SELECTED EXCERPT:
====================
LOS ANGELES, (Reuters Life!) – Award-winning producer David L. Wolper, who won numerous awards over a long career that included his African American mini-series “Roots”, has died doing what he loved, watching TV. He was 82.
Wolper, whose career included producing the opening and closing ceremonies of the 1984 Olympic games in Los Angeles, died quietly on Tuesday night of congestive heart disease and complications of Parkinson’s disease, said his spokesman Dale Olson.
The producer was at home in Beverly Hills with his wife of 36 years, Gloria, by his side.
In some 50 years in show business, Wolper and his company made more than 300 films and TV programs, accumulating over 150 awards including Oscars, Emmys, Golden Globes and Peabody’s, and he was inducted into the Academy of Television Arts and Sciences’ Television Hall of Fame.
Wolper earned an Oscar, the film industry’s top honor, for his 1959 documentary “The Race for Space,” and was a producer or executive producer on several movies including 1971’s “Willy Wonka & the Chocolate Factory” and 1997’s “L.A. Confidential.”
But it was “Roots” that may well have been his high-water mark. The 1977 mini-series was based on the Pulitzer Prize-winning book by Alex Haley and traced the history of a family dating to its forefather, an African man named Kunta Kinte, who is sold into slavery in America.
====================
(Stored data)
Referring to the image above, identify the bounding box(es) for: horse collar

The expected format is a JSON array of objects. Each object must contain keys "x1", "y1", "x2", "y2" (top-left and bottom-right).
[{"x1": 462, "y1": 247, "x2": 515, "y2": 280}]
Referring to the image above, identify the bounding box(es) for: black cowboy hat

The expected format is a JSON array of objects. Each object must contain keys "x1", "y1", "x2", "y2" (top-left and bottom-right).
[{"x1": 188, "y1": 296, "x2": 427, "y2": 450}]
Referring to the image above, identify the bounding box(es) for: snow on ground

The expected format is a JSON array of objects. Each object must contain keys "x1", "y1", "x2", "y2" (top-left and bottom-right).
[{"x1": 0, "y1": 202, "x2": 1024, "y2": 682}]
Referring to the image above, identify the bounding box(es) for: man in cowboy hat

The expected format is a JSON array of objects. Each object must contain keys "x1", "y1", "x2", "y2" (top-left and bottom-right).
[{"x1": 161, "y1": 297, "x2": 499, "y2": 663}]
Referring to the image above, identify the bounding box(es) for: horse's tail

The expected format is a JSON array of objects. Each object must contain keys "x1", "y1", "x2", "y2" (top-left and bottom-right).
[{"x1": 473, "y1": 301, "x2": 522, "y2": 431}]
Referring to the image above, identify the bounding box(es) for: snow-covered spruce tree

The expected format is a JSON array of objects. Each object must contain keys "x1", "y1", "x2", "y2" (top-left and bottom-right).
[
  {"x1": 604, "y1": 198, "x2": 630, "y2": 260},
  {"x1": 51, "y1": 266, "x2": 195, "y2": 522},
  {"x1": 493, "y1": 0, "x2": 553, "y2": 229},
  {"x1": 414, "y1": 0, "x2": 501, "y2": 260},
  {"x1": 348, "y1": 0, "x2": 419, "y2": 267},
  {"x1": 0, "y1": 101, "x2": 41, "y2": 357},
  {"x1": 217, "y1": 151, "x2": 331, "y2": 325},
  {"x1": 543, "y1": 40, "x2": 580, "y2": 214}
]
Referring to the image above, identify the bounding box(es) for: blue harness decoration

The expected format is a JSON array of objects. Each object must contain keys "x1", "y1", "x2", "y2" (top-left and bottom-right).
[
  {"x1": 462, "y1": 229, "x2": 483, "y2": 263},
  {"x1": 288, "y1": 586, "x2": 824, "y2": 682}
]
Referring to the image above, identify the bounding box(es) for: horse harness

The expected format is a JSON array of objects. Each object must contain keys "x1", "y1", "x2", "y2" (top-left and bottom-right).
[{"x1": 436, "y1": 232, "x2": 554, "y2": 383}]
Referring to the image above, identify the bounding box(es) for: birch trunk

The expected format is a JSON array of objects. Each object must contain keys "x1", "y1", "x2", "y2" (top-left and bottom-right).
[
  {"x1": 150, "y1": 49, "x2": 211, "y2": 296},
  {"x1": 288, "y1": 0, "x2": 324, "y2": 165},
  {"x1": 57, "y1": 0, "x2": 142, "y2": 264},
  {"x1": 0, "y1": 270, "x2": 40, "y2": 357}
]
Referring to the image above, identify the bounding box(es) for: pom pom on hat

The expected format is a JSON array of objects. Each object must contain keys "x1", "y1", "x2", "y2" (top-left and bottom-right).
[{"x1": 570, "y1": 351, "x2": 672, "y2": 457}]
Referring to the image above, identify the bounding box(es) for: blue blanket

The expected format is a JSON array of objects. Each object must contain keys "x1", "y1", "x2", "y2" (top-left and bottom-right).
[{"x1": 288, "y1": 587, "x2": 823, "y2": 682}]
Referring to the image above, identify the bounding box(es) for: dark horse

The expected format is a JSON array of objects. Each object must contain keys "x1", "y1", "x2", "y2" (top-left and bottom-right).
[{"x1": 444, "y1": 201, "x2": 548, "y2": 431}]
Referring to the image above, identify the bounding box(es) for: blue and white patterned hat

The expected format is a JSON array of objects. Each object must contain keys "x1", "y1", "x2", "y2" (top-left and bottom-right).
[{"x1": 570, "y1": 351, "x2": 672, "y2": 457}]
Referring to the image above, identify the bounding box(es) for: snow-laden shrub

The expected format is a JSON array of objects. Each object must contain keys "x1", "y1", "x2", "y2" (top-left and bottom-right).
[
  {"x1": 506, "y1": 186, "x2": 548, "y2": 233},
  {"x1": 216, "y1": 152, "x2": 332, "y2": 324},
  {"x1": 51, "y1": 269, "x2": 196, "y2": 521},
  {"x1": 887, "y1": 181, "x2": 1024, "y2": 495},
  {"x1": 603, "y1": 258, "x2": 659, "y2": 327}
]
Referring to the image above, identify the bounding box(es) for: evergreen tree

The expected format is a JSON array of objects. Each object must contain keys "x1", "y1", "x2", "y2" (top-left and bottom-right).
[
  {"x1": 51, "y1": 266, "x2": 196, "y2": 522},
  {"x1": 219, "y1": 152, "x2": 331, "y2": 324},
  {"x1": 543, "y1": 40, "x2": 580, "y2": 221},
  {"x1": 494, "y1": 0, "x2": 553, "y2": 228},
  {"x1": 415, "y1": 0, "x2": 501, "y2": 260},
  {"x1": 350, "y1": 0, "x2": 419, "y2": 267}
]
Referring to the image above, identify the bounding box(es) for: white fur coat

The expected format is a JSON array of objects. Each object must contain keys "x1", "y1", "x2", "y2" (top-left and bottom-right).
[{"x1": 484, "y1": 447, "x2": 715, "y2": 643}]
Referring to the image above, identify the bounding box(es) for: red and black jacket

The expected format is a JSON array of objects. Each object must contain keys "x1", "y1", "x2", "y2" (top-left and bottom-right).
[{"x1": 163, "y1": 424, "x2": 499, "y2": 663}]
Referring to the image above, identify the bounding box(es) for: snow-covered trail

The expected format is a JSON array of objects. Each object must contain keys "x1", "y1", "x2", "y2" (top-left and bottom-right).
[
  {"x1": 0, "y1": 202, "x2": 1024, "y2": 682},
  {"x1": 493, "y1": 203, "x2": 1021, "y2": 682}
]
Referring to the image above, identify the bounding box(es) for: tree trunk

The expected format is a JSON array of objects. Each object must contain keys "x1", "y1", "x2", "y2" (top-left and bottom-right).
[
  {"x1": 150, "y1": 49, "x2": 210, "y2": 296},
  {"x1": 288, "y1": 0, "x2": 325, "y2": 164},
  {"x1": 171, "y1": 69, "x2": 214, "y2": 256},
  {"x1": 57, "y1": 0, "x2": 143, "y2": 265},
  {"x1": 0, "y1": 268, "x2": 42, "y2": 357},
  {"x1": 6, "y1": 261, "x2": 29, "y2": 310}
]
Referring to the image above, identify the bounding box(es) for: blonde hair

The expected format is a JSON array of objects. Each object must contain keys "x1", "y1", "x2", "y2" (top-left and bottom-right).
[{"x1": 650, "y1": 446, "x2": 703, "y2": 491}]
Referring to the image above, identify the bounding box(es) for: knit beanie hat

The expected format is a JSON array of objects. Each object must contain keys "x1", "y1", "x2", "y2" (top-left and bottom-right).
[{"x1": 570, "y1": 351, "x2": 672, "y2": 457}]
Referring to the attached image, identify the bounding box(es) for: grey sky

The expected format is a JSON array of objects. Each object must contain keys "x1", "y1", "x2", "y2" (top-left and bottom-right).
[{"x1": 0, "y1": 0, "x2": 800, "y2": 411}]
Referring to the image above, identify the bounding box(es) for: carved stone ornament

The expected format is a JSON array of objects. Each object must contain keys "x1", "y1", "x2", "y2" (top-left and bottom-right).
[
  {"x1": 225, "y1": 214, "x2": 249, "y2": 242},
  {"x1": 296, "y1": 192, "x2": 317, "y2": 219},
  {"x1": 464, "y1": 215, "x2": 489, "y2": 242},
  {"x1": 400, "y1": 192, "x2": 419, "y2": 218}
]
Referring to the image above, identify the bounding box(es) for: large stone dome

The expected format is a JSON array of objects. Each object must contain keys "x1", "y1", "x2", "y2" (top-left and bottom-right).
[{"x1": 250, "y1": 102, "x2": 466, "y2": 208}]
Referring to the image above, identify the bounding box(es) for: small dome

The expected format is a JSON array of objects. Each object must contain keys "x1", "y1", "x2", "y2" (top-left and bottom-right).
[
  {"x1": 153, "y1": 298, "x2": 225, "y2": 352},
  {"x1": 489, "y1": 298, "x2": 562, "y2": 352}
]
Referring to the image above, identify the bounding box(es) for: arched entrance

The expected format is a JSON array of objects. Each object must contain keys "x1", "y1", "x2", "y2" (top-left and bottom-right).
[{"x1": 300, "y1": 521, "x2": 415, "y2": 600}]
====================
PROBLEMS TO WORK ON:
1. According to the obituary, what caused Wolper's death?
2. Quote the obituary's stretch from "Wolper earned an" through "slavery in America.".
3. Why does the obituary say Wolper died doing what he loved?

RESPONSES BY ITEM NUMBER:
1. He died of congestive heart disease and complications of Parkinson's disease.

2.
Wolper earned an Oscar, the film industry’s top honor, for his 1959 documentary “The Race for Space,” and was a producer or executive producer on several movies including 1971’s “Willy Wonka & the Chocolate Factory” and 1997’s “L.A. Confidential.”
But it was “Roots” that may well have been his high-water mark. The 1977 mini-series was based on the Pulitzer Prize-winning book by Alex Haley and traced the history of a family dating to its forefather, an African man named Kunta Kinte, who is sold into slavery in America.

3. The obituary says he died while watching TV, and it names watching TV as what he loved.